Questions to answer –
- A) In the piece on retirement calculators, what is the lowest percentage offered in the cnn.com calculator's drop-down box?
- B) Copy the passage on retirement calculators word for word from "For example, I" to "yourself some groceries.".

Silly and Misleading Retirement Calculators
If you type “retirement calculator” into a search engine these days, and enter some basic stats about yourself, you will find some very strange assumptions that are guiding you to think you need an absolute shitload of money to retire.
For example, I was once working through such a guide in a magazine from Northern Trust, a bank that caters to the wealthy. It went something like this:
“Consider your goals for retirement. What life events do you need to be prepared for? The following table lists average costs.”
- children’s and grandchildren’s university education ($100,000 per child)
- children’s and grandchildren’s weddings ($25,000)
- assisted care facilities ($100,000 per year)
- medical costs
- funeral arrangements ($25,000)
- trust funds for loved ones
- estate and legacy planning
- charitable foundations
Wow.. looks like you are well into the millions before you even get to buy yourself some groceries.
Another retirement calculator on cnn.com has various parts to fill out and drop-down boxes pre-filled with handy values.. like retiring at age 65, and needing 70% of your maximum pre-retirement income constantly for the rest of your life. The drop-down box with 70% in it did not even offer a value lower than 40%.
This “percentage of income” concept is one of the most anti-Mustachian ones out there. If you make $200,000 per year just before retiring, does this experience corrupt you so much that you need $140,000 per year for the rest of your life? Or is it possible to maintain the same luxury standards of a person who has a merely comfortable income, like $40,000/year?
This goes back to the ideas of the “Get what you need” posting I made recently. And that is, why not go for maximum happiness rather than maximum consumption? I propose that maximum happiness is achieved at a spending level where you live in a comfortable space, eat healthy foods and get to do lots of active and stimulating things with friends. That doesn’t have to cost $140,000 per year, or even $50,000 for most of us.
The other assumption they push on people is a very low rate of savings – they assume you will put less than the $16,500 annual limit on 401K contributions, and don’t say much about what to do if you save more than that (which the high-income person mentioned a few paragraphs ago could certainly do).

Exercise data –
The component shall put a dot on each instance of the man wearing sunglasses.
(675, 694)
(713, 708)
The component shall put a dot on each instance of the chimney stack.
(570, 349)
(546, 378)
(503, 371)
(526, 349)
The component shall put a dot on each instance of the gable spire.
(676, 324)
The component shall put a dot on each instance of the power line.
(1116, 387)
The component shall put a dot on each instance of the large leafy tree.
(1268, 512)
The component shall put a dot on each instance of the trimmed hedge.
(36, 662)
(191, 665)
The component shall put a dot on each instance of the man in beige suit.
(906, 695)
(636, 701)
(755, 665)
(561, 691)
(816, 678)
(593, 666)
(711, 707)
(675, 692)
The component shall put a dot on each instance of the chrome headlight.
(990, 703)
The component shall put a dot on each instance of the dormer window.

Answer section –
- A) 40%

- B)
For example, I was once working through such a guide in a magazine from Northern Trust, a bank that caters to the wealthy. It went something like this:
“Consider your goals for retirement. What life events do you need to be prepared for? The following table lists average costs.”
- children’s and grandchildren’s university education ($100,000 per child)
- children’s and grandchildren’s weddings ($25,000)
- assisted care facilities ($100,000 per year)
- medical costs
- funeral arrangements ($25,000)
- trust funds for loved ones
- estate and legacy planning
- charitable foundations
Wow.. looks like you are well into the millions before you even get to buy yourself some groceries.